** Opening TEXT PASSAGE block **
Location: Neuss, Germany
Property: Rheinpark Center
Owner: Union Investment, acquisition in 2021 Project launch: 2024
Targeted property use: Expansion of retail portfolio with services, especially medical services
Expansion of GLA: Repartitioning of existing areas
Rheinpark Center Neuss is in a high-income region in North Rhine-Westphalia, Germany. It was extensively modernized and expanded before Union Investment acquired the center in 2011. Today, it has around 140 stores and a food court on a usable area of 47,852 sq m. Tenants include Decathlon, Saturn, Thalia, P&C, H&M, Rituals, DM, Snipes, and a supermarket.
Union Investment plans a comprehensive repositioning of Rheinpark-Center Neuss in the coming years. The concept envisages bundling the center’s existing retail offering on the first floor and second floor on an area of around 30,000 sq m in the future and adding a service center for medical offerings such as doctors’ practices, day clinics, etc., on more than 10,000 sq m on the top floor. The aim is to adapt the location optimally and with foresight to the requirements of customers in the catchment area and the neighborhood development taking place in the surrounding area and to further develop the Rheinpark-Center into a retail and service center with an extended range of products and services and a continuing high level of appeal.
Ina Kranz is the Project Manager at Union Investment for Rheinpark-Center Neuss: “With the Rheinpark Center in Neuss, Union Investment is conceptualizing and implementing the vision of a “health mall” for the first time. The existing retail space on the lower floors is being restructured, while the entire 2nd floor is being converted for holistic health uses. This transformation is based on a comprehensive marketing concept and enables synergies that lead to a win-win situation for the tenants of both areas, for customers and patients. As a result, we are securing Rheinpark Center for investors as a property with sustainable value and setting new standards for further developing comparable shopping centers.”
** Closing TEXT PASSAGE block **
● PROBLEM REQUIREMENTS
Return the passage from the Rheinpark Center text starting at "Union Investment plans" and ending at "level of appeal.", copied exactly.
** Opening DATA SECTION block **
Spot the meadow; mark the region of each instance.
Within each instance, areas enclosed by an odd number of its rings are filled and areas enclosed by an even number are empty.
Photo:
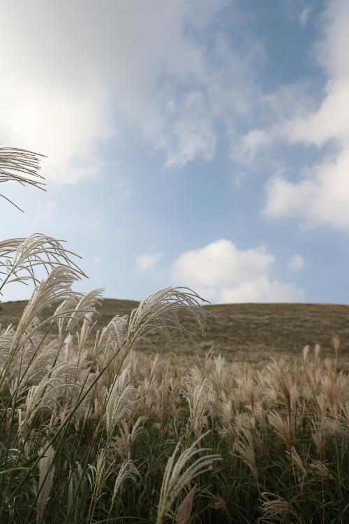
[[[167,288],[117,308],[73,291],[73,260],[0,242],[0,291],[36,285],[0,310],[0,522],[349,521],[346,307]]]

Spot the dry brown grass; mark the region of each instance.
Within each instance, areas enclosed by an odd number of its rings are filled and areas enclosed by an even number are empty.
[[[26,302],[7,302],[0,305],[0,323],[3,327],[17,324]],[[98,308],[100,316],[94,331],[105,326],[115,314],[129,314],[139,303],[133,300],[105,299]],[[349,306],[322,304],[236,304],[210,305],[207,309],[215,315],[209,318],[209,330],[202,335],[189,314],[181,320],[195,334],[195,345],[186,346],[180,335],[173,333],[168,337],[159,332],[150,340],[162,355],[177,356],[205,356],[213,347],[229,361],[248,362],[262,365],[270,357],[299,356],[300,349],[309,344],[321,346],[324,357],[338,352],[338,367],[349,370]],[[338,338],[341,340],[340,347]],[[149,353],[149,344],[138,349]]]

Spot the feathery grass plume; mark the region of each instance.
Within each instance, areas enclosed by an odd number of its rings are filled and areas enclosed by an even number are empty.
[[[272,499],[271,497],[273,497]],[[290,517],[292,517],[294,522],[301,523],[301,519],[296,511],[290,507],[290,503],[274,493],[264,492],[262,498],[265,502],[262,504],[262,522],[265,523],[290,523]]]
[[[0,147],[0,183],[16,182],[22,186],[44,189],[44,177],[39,174],[43,154],[17,147]],[[14,202],[0,194],[0,196],[23,211]]]
[[[288,456],[290,457],[290,453],[289,451],[286,451]],[[304,465],[303,460],[298,453],[297,449],[294,446],[291,446],[291,455],[290,455],[291,460],[292,463],[297,466],[297,467],[302,472],[303,475],[306,474],[306,468]]]
[[[207,416],[216,409],[213,402],[212,386],[205,379],[192,391],[186,393],[185,396],[189,405],[189,425],[198,439],[207,425]]]
[[[315,367],[318,367],[320,365],[320,351],[321,351],[321,346],[320,345],[320,344],[315,344],[314,346],[314,360],[315,360]]]
[[[128,364],[123,370],[107,391],[105,421],[107,431],[110,434],[113,432],[117,424],[127,413],[130,407],[139,402],[139,400],[135,398],[138,390],[128,383],[130,366],[131,364]]]
[[[72,256],[78,256],[65,249],[61,241],[42,233],[1,241],[0,294],[3,294],[4,286],[10,282],[27,284],[31,281],[38,285],[36,270],[40,268],[48,274],[54,268],[61,265],[73,270],[77,279],[86,277],[73,261]]]
[[[205,318],[211,314],[204,310],[200,302],[207,301],[188,288],[168,287],[149,296],[131,314],[127,351],[138,341],[147,340],[148,335],[155,330],[168,335],[170,328],[175,328],[180,332],[184,341],[186,338],[193,341],[193,333],[181,325],[178,313],[181,311],[191,313],[204,333],[207,327]]]
[[[112,502],[110,504],[110,511],[114,506],[117,495],[119,493],[123,483],[128,479],[131,480],[133,482],[136,482],[137,477],[139,477],[140,476],[140,474],[132,460],[124,460],[122,463],[121,465],[120,466],[120,469],[119,470],[117,478],[115,479],[115,482],[114,483]]]
[[[29,427],[39,409],[47,408],[52,412],[60,396],[67,396],[69,391],[79,387],[78,381],[74,364],[64,362],[50,370],[37,386],[32,386],[28,391],[22,431]]]
[[[308,362],[309,354],[309,347],[304,346],[304,347],[303,348],[303,363],[304,365],[306,365],[306,363]]]
[[[54,466],[52,465],[54,459],[54,450],[50,446],[45,455],[43,455],[38,462],[39,485],[38,500],[36,502],[36,522],[40,523],[43,519],[45,507],[47,503],[54,476]]]
[[[253,440],[253,430],[255,426],[255,420],[253,416],[245,413],[238,413],[235,416],[235,431],[237,439],[234,444],[234,449],[242,458],[252,472],[253,476],[257,481],[258,474],[255,463],[255,443]],[[259,451],[262,451],[261,441],[258,441]]]
[[[119,424],[119,435],[117,435],[113,442],[113,449],[124,460],[131,458],[131,445],[141,435],[148,435],[148,432],[143,424],[147,420],[146,416],[139,416],[131,429],[131,423],[121,421]]]
[[[333,479],[333,475],[329,470],[328,463],[325,460],[313,459],[309,465],[309,469],[318,479]]]
[[[281,369],[279,364],[273,358],[272,363],[267,366],[267,373],[271,379],[277,384],[279,391],[283,397],[283,400],[287,408],[289,421],[291,420],[291,391],[290,377],[286,375],[285,370]]]
[[[198,444],[207,435],[205,433],[178,457],[181,445],[179,442],[172,455],[168,459],[163,474],[160,499],[158,506],[156,524],[163,524],[163,520],[182,489],[195,478],[212,468],[214,461],[221,460],[221,456],[207,454],[208,448],[198,449]],[[197,458],[199,453],[205,453]],[[189,465],[192,459],[194,461]]]
[[[110,351],[114,354],[124,344],[127,337],[128,321],[127,315],[116,315],[107,326],[97,332],[94,355],[96,358],[101,356],[101,366],[108,360]]]
[[[20,350],[21,347],[32,337],[40,326],[38,323],[34,328],[34,319],[43,312],[46,308],[54,303],[65,300],[71,293],[71,285],[76,280],[76,272],[70,268],[59,265],[54,268],[48,277],[34,290],[33,296],[24,308],[18,323],[11,348],[7,360],[8,366],[13,355]],[[46,323],[52,322],[52,317],[45,321]]]
[[[191,510],[193,509],[193,500],[196,492],[196,486],[194,486],[188,492],[176,511],[176,524],[187,524],[191,520]]]
[[[332,342],[334,349],[334,354],[336,356],[335,369],[336,370],[338,367],[338,355],[339,353],[339,349],[341,347],[341,339],[339,338],[338,335],[335,335],[334,337],[332,337]]]
[[[277,412],[272,412],[268,415],[268,421],[275,432],[282,438],[288,451],[291,453],[291,431],[288,419],[283,420]]]
[[[87,478],[92,489],[92,495],[89,508],[87,522],[91,517],[92,520],[94,509],[97,501],[102,495],[102,490],[105,481],[112,473],[112,463],[107,466],[107,450],[101,449],[97,455],[96,465],[88,465],[89,472]]]

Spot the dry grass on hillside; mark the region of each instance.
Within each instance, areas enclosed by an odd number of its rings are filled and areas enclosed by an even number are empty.
[[[1,305],[0,323],[16,325],[26,301]],[[98,308],[100,316],[94,331],[105,326],[115,314],[129,314],[139,303],[105,299]],[[302,348],[320,344],[324,356],[333,355],[332,338],[339,337],[339,365],[349,370],[349,306],[321,304],[237,304],[210,305],[215,316],[207,319],[209,330],[203,336],[188,314],[181,316],[183,323],[195,334],[195,345],[186,346],[180,335],[170,337],[161,333],[150,337],[162,355],[205,356],[212,347],[228,360],[262,364],[270,357],[298,356]],[[138,349],[147,353],[151,345],[142,342]]]

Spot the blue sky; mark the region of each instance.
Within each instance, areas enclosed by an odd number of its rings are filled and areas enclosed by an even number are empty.
[[[3,3],[0,142],[47,155],[1,238],[67,241],[111,298],[348,301],[349,3]],[[8,286],[4,300],[29,290]]]

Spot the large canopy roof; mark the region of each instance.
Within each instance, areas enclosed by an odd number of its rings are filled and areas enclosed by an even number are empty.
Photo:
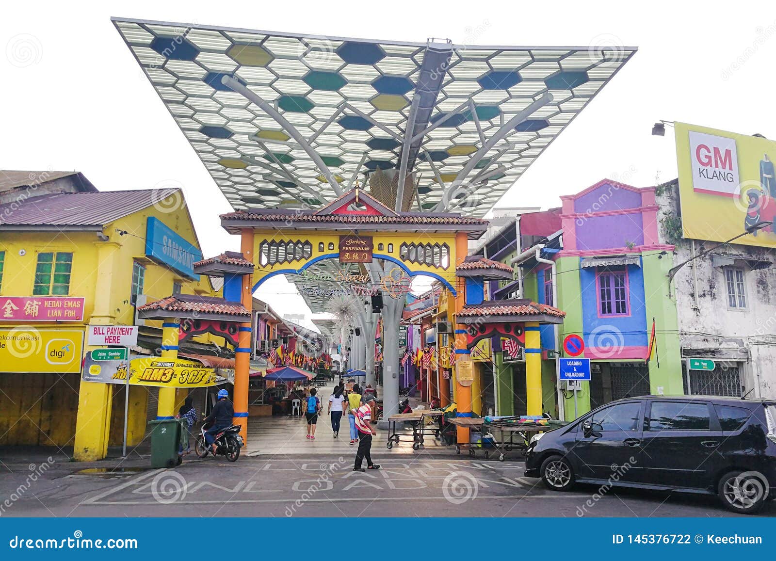
[[[113,22],[235,209],[320,206],[379,168],[414,210],[482,216],[636,51]]]

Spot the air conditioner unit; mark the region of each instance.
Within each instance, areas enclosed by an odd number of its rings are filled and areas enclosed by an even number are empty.
[[[452,324],[449,321],[438,321],[436,324],[437,333],[452,334]]]

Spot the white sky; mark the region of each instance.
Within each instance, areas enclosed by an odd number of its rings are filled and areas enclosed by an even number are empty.
[[[237,6],[239,9],[235,9]],[[184,189],[206,255],[238,249],[230,207],[143,74],[111,16],[270,31],[469,44],[625,45],[639,52],[501,199],[559,204],[608,177],[636,186],[676,176],[681,120],[776,138],[776,9],[770,2],[6,2],[0,19],[0,168],[78,170],[101,190]],[[734,7],[733,7],[734,6]],[[476,36],[473,40],[473,36]],[[29,47],[25,50],[24,47]],[[732,65],[737,67],[732,68]],[[275,277],[257,296],[307,311]]]

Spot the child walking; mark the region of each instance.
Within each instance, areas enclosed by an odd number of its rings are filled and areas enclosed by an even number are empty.
[[[315,394],[318,390],[312,388],[307,398],[307,408],[304,416],[307,419],[307,438],[315,440],[315,425],[318,423],[318,414],[320,413],[320,400]]]

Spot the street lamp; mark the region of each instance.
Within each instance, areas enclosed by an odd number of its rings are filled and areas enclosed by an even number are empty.
[[[652,136],[666,136],[666,125],[674,126],[674,121],[664,121],[662,119],[652,126]]]
[[[762,230],[763,228],[764,228],[764,227],[766,227],[767,226],[771,226],[771,224],[773,224],[773,222],[771,222],[771,221],[768,221],[768,220],[761,220],[760,222],[757,222],[757,223],[752,224],[751,226],[748,227],[746,230],[744,230],[741,234],[738,234],[737,236],[731,237],[727,241],[723,241],[721,244],[717,244],[713,248],[709,248],[707,250],[701,251],[701,253],[698,254],[697,255],[695,255],[693,258],[691,258],[688,259],[687,261],[684,261],[683,263],[680,263],[676,267],[672,267],[670,268],[670,270],[668,272],[668,275],[667,275],[667,276],[668,276],[668,284],[670,285],[671,281],[674,280],[674,277],[676,275],[677,272],[679,272],[679,269],[681,269],[685,265],[687,265],[688,263],[689,263],[691,261],[694,261],[695,259],[697,259],[699,257],[705,255],[707,253],[711,253],[712,251],[713,251],[717,248],[719,248],[719,247],[721,247],[722,245],[725,245],[726,244],[729,244],[733,240],[737,240],[738,238],[740,238],[740,237],[741,237],[743,236],[746,236],[748,234],[753,234],[753,233],[757,231],[758,230]]]

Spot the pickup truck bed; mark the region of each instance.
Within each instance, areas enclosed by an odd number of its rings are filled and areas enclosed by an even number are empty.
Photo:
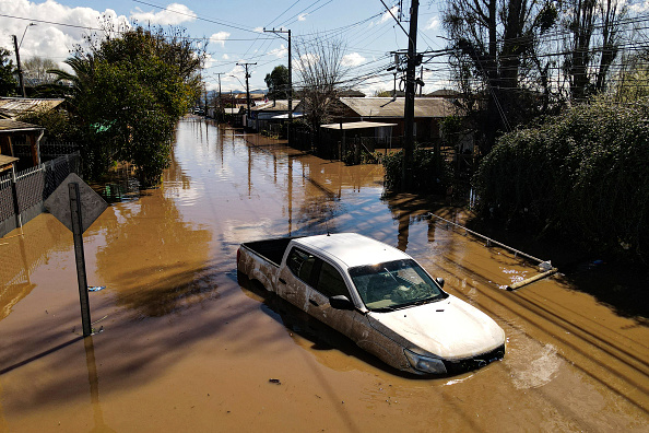
[[[298,237],[302,236],[246,242],[241,244],[241,246],[263,257],[274,266],[280,267],[280,264],[282,262],[282,258],[284,257],[284,253],[286,251],[288,244],[291,243],[291,241],[296,239]]]

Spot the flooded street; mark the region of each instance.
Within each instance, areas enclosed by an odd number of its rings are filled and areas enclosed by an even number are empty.
[[[42,214],[0,239],[0,432],[649,431],[646,319],[560,274],[508,292],[535,264],[381,194],[379,165],[185,119],[161,188],[84,234],[88,284],[106,286],[90,293],[102,332],[80,337],[61,223]],[[505,359],[403,376],[237,283],[239,243],[327,231],[409,253],[503,327]]]

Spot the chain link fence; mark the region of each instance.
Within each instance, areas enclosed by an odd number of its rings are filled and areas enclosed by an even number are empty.
[[[0,176],[0,236],[39,215],[43,202],[70,173],[79,173],[81,157],[75,152],[15,175]]]

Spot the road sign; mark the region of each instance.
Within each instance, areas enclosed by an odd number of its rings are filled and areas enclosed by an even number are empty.
[[[49,213],[72,232],[74,238],[81,323],[83,325],[83,336],[87,337],[92,335],[92,327],[87,299],[85,255],[83,253],[83,232],[106,210],[108,203],[79,176],[70,173],[66,180],[45,200],[44,204]]]
[[[95,192],[85,182],[76,174],[70,173],[66,180],[59,185],[57,189],[45,200],[45,209],[57,218],[60,222],[72,232],[72,218],[70,211],[70,192],[68,184],[79,185],[79,196],[81,203],[81,233],[84,233],[87,227],[108,208],[108,203],[104,201],[102,196]]]

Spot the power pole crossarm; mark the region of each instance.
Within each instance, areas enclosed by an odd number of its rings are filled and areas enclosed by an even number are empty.
[[[237,63],[237,66],[243,66],[244,68],[246,68],[246,105],[247,105],[247,113],[246,113],[246,118],[250,117],[250,86],[248,85],[248,79],[250,78],[250,74],[248,73],[248,67],[250,65],[257,65],[257,62],[255,63]],[[246,120],[246,126],[248,121]]]
[[[263,30],[266,33],[274,33],[274,34],[282,34],[286,33],[288,35],[288,122],[293,120],[293,63],[291,61],[291,30]]]
[[[409,189],[412,186],[412,165],[414,153],[414,97],[415,97],[415,73],[417,66],[417,14],[420,1],[412,0],[410,7],[410,34],[408,42],[408,67],[405,70],[405,107],[403,113],[404,133],[403,138],[403,177],[402,187]]]
[[[19,81],[21,84],[21,90],[23,91],[23,97],[27,97],[27,93],[25,92],[25,82],[23,80],[23,70],[21,68],[21,52],[19,50],[17,37],[15,35],[13,35],[13,46],[15,47],[15,62],[17,65]]]

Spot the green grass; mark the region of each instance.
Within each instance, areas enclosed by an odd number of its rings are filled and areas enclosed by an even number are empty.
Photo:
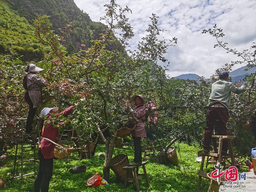
[[[125,143],[127,148],[115,148],[113,156],[119,153],[127,154],[130,162],[133,157],[133,147],[129,146]],[[202,149],[189,146],[183,143],[175,143],[173,146],[176,149],[179,162],[178,166],[171,164],[159,164],[150,162],[146,165],[149,181],[149,188],[147,189],[146,180],[144,178],[139,180],[141,191],[151,192],[194,192],[196,191],[198,175],[197,172],[200,164],[195,159],[197,152]],[[103,165],[104,159],[99,158],[98,154],[105,151],[105,146],[98,145],[95,156],[91,158],[85,158],[79,161],[77,158],[77,152],[73,153],[70,160],[68,158],[54,160],[53,175],[52,178],[49,191],[52,192],[72,191],[74,192],[98,191],[133,192],[136,191],[134,182],[130,184],[127,189],[124,188],[124,184],[119,182],[116,176],[110,171],[108,187],[101,186],[97,187],[86,186],[87,180],[94,173],[98,172],[101,176],[103,175]],[[30,152],[28,156],[32,157],[33,152]],[[31,192],[33,191],[34,175],[24,177],[23,184],[21,179],[11,179],[13,169],[15,157],[14,149],[9,151],[6,159],[0,162],[0,176],[6,181],[5,191]],[[26,157],[27,156],[26,156]],[[69,169],[77,164],[85,164],[87,166],[86,172],[72,174]],[[37,168],[37,167],[36,167]],[[141,169],[142,170],[142,169]],[[209,172],[214,170],[212,164],[210,164],[204,171]],[[33,171],[31,168],[30,170]],[[247,171],[247,170],[243,170]],[[141,171],[140,170],[139,172]],[[208,180],[203,179],[200,192],[206,192],[209,187]]]

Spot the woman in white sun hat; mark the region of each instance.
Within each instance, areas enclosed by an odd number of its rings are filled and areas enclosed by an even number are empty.
[[[23,80],[23,86],[27,90],[24,97],[29,106],[26,124],[26,133],[36,133],[36,130],[33,131],[32,125],[36,109],[41,102],[43,87],[46,86],[48,82],[46,79],[40,78],[36,73],[43,70],[30,63],[25,70],[28,74]]]
[[[59,113],[56,113],[59,109],[58,107],[45,108],[41,111],[40,117],[46,116],[46,118],[43,120],[44,122],[45,120],[51,119],[52,116],[57,118],[61,114],[66,117],[70,114],[73,108],[77,105],[75,103]],[[43,122],[43,124],[44,123]],[[42,137],[40,139],[40,144],[38,149],[39,167],[34,182],[34,192],[39,192],[40,190],[41,192],[49,191],[50,182],[53,172],[55,145],[50,141],[44,139],[44,138],[47,138],[56,143],[58,141],[60,131],[59,129],[54,127],[54,125],[53,123],[49,123],[43,126]]]

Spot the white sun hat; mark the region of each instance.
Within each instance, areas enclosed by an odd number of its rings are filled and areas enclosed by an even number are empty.
[[[51,108],[48,108],[48,107],[45,107],[41,111],[41,113],[40,113],[40,116],[39,116],[40,117],[42,117],[44,115],[51,115],[51,114],[50,113],[50,111],[51,111],[52,109],[52,110],[54,112],[56,112],[58,110],[59,110],[59,107],[53,107]]]
[[[41,71],[43,70],[44,69],[36,67],[34,64],[32,63],[29,64],[28,71],[30,71],[31,72],[37,72],[37,71]]]

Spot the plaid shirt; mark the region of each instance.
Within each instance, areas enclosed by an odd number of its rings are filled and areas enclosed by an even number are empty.
[[[42,87],[46,85],[48,82],[46,79],[41,79],[37,75],[29,73],[28,75],[27,85],[33,108],[38,107],[41,101]]]
[[[66,116],[71,113],[72,108],[74,106],[70,106],[64,111],[55,115],[55,117],[57,117],[61,113],[64,116]],[[50,119],[52,117],[51,115],[47,116],[48,119]],[[57,138],[60,136],[60,132],[59,129],[53,127],[53,124],[48,124],[47,126],[44,128],[44,131],[42,133],[44,137],[50,139],[55,143],[58,142]],[[50,141],[46,139],[43,139],[41,141],[41,150],[42,153],[45,159],[51,159],[54,157],[53,156],[53,150],[55,144]]]
[[[139,120],[137,122],[135,119],[132,119],[129,121],[129,123],[136,123],[135,129],[132,133],[132,136],[139,137],[145,137],[147,138],[147,133],[145,129],[145,125],[143,121],[145,120],[146,116],[146,109],[143,104],[137,106],[133,105],[134,109],[132,112],[132,115],[137,118]]]

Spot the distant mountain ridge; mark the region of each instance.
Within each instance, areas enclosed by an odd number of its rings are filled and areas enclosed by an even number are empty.
[[[229,76],[232,79],[232,83],[234,83],[240,80],[242,82],[243,81],[243,79],[244,78],[246,75],[249,75],[251,73],[254,73],[255,70],[256,70],[256,67],[254,67],[250,69],[248,69],[248,71],[245,71],[244,69],[246,68],[248,68],[247,66],[244,66],[229,73]],[[176,77],[173,77],[173,78],[181,79],[196,80],[199,77],[199,76],[196,74],[189,73],[181,75]]]

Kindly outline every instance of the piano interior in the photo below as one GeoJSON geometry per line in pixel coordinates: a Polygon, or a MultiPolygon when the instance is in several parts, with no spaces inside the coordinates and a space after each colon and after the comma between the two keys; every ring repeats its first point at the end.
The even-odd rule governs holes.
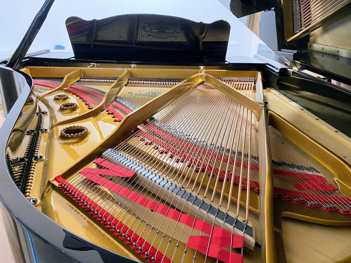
** Closing DATA SECTION block **
● RESULT OF THE EXERCISE
Union Investment plans a comprehensive repositioning of Rheinpark-Center Neuss in the coming years. The concept envisages bundling the center’s existing retail offering on the first floor and second floor on an area of around 30,000 sq m in the future and adding a service center for medical offerings such as doctors’ practices, day clinics, etc., on more than 10,000 sq m on the top floor. The aim is to adapt the location optimally and with foresight to the requirements of customers in the catchment area and the neighborhood development taking place in the surrounding area and to further develop the Rheinpark-Center into a retail and service center with an extended range of products and services and a continuing high level of appeal.